→ Goal 1: Extract, word for word, the part of the passage on mining in the Northwest Territories starting with "The industry in" and going on through "benefits as well.".
═════ Passage provided
Travelling to this part of the country there was one central question to dig into; how does government and business interact, where there are a number of different stakeholders based regionally in different parts of the territory. One interesting aspect of the Northwest Territories is the fascinating intersection of politics and Aboriginal culture. Especially considering how the NWT government has been in the process of negotiating treaties with the different Aboriginal communities, it became clear that Aboriginal communities lie at the center of many things in this territory.
It was amazing to see just how much progress has been made on the front of Aboriginal rights recognition; especially in terms of interaction with the mining sector in particular and the private sector in general. Seeing Aboriginal communities empowered, interacting with large, multinational corporations to secure a deal beneficial to their community was a breath of fresh air. Working together with companies in the mining sector, Aboriginal businesses are booming, communities are getting investment and people are being employed. The inclusive approach of the NWT government plays a critical role in this formula.
The industry in focus is mining and mineral extraction. Not surprisingly, Northern Canada is one of the largest untapped mining areas in the world. With the first mine going into operation in early 1930s, the mining sector has essentially become the backbone of this territory. Not only does this sector provide valuable employment and important tax dollars into the NWT economy, but it also provides significant training, education, infrastructure, development and community benefits as well.
Currently, there are two mines in operation in the Northwest Territories; the Ekati and Diavik diamond mines. The current level of operation is by no means an indicator of the potential that this territory holds however. Exploration data indicates that there are at least 12 sites where mining of everything from gold, tungsten, cobalt, bismuth to rare earths and base metals can be established.
What was truly inspiring to see in the NWT was how well these mining giants have not only integrated into their communities, but the level of investment, support and commitment they provide to them. With a number of agreements signed between the sector and the government, as well as aboriginal communities on whose land they operate, mining giants are actually creating meaningful benefits in the region they operate. With each mining operation having signed a socio-economic agreement, the benefits to the communities is not only in terms of employment opportunities with generous salaries, but also in terms of scholarships for students, infrastructure investment in these remote areas, investment into social and community projects and many others. The Measuring Success document published jointly by BHP Billiton EKATI, Rio Tinto Diavik Diamond Mines and De Beers showcases just how the industry has helped to give shape to the territory and provided significant investment into its development.
With the rising demand for not only luxury items, but also base and alkali metals, the NWT is ripe for investment. The government is more than willing to open the doors to negotiations for any interested company. While the sector has had rough days recently, it is poised to rebound. What I’ve seen has made me a believer; the mining sector has done wonders for NWT development and especially for remote Aboriginal communities. I urge our readers to look more into this untapped region for business inspiration.
══════════
→ Goal 2: Copy the pointing entries below without any change, starting with the line at the very beginning of the entries and going on through the line with "pixel 189 473", both included.
═════ Record list
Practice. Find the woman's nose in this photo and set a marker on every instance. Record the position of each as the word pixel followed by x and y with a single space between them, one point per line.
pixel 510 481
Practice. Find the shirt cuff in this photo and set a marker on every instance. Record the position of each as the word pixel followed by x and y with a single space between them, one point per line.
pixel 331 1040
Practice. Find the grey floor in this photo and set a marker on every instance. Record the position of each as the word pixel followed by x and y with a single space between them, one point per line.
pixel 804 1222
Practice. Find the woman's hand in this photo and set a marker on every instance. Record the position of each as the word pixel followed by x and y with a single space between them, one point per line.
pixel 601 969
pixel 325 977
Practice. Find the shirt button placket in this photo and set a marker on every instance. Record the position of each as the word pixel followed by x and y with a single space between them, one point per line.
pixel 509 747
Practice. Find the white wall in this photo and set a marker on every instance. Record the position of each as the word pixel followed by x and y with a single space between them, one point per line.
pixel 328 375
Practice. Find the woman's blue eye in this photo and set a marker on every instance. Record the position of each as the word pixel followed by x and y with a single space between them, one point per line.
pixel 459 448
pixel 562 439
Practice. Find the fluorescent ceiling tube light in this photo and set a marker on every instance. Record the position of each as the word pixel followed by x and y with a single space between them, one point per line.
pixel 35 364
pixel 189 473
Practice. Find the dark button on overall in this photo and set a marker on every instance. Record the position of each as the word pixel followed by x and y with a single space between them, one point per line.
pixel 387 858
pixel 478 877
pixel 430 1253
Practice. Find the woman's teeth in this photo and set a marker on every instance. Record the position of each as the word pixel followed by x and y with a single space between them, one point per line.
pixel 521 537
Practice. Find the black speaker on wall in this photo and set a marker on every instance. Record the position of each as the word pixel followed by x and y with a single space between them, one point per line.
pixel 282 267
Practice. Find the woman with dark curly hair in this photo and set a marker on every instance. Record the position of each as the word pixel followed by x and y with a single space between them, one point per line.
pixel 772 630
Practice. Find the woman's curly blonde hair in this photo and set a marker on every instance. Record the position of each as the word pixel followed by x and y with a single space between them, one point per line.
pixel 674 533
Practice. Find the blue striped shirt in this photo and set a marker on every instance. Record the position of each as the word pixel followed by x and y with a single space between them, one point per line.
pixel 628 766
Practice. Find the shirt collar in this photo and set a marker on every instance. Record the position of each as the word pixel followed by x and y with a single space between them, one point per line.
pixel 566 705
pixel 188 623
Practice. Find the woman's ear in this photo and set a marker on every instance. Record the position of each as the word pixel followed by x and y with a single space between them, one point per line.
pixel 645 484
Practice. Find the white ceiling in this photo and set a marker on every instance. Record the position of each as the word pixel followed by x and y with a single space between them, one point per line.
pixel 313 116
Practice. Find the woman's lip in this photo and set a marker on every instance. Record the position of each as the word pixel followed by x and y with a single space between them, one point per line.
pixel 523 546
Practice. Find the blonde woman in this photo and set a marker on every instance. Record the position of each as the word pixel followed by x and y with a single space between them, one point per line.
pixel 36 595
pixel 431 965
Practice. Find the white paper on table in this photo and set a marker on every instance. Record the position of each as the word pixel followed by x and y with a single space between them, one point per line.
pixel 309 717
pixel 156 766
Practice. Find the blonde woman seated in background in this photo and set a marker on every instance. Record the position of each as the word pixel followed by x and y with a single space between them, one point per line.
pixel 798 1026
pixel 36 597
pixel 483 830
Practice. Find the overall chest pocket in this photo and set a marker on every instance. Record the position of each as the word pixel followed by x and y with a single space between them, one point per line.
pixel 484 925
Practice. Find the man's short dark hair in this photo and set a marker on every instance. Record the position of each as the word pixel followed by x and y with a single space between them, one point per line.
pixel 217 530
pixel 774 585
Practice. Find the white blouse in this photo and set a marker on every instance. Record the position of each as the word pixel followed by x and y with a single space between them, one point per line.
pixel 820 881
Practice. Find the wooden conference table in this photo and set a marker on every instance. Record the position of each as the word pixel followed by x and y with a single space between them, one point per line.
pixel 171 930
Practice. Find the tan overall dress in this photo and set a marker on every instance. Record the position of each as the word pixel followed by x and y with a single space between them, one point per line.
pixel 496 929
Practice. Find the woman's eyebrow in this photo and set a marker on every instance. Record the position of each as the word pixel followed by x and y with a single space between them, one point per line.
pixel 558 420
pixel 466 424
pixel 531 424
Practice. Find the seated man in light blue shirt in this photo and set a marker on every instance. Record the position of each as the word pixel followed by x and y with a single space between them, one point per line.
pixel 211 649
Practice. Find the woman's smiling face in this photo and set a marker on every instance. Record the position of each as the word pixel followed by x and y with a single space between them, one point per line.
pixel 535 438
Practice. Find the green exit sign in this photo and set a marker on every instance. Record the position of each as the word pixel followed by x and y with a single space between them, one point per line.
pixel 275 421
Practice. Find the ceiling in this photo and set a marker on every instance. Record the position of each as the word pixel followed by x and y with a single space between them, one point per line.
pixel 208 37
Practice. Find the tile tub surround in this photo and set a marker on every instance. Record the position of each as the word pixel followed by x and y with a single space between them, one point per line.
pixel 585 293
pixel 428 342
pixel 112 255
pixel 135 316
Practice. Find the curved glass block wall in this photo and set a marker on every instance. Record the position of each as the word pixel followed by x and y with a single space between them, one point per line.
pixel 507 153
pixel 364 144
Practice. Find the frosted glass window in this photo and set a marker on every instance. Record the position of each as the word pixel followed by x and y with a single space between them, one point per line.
══════════
→ Exercise answer 1:
The industry in focus is mining and mineral extraction. Not surprisingly, Northern Canada is one of the largest untapped mining areas in the world. With the first mine going into operation in early 1930s, the mining sector has essentially become the backbone of this territory. Not only does this sector provide valuable employment and important tax dollars into the NWT economy, but it also provides significant training, education, infrastructure, development and community benefits as well.

→ Exercise answer 2:
Practice. Find the woman's nose in this photo and set a marker on every instance. Record the position of each as the word pixel followed by x and y with a single space between them, one point per line.
pixel 510 481
Practice. Find the shirt cuff in this photo and set a marker on every instance. Record the position of each as the word pixel followed by x and y with a single space between them, one point per line.
pixel 331 1040
Practice. Find the grey floor in this photo and set a marker on every instance. Record the position of each as the word pixel followed by x and y with a single space between them, one point per line.
pixel 804 1222
Practice. Find the woman's hand in this photo and set a marker on every instance. Record the position of each as the word pixel followed by x and y with a single space between them, one point per line.
pixel 601 969
pixel 325 977
Practice. Find the shirt button placket in this photo and set a marker on every instance. Record the position of each as the word pixel followed by x and y with a single space between them, one point per line.
pixel 509 747
Practice. Find the white wall in this photo and set a marker on every instance. Record the position of each as the word pixel followed by x and y with a single space between them, one point per line.
pixel 328 375
Practice. Find the woman's blue eye in this photo and set a marker on every instance. Record the position of each as the word pixel followed by x and y with a single space between them, one point per line.
pixel 459 448
pixel 562 439
Practice. Find the fluorescent ceiling tube light in this photo and set a marker on every instance. Record the position of each as the word pixel followed by x and y with a single space between them, one point per line.
pixel 35 364
pixel 189 473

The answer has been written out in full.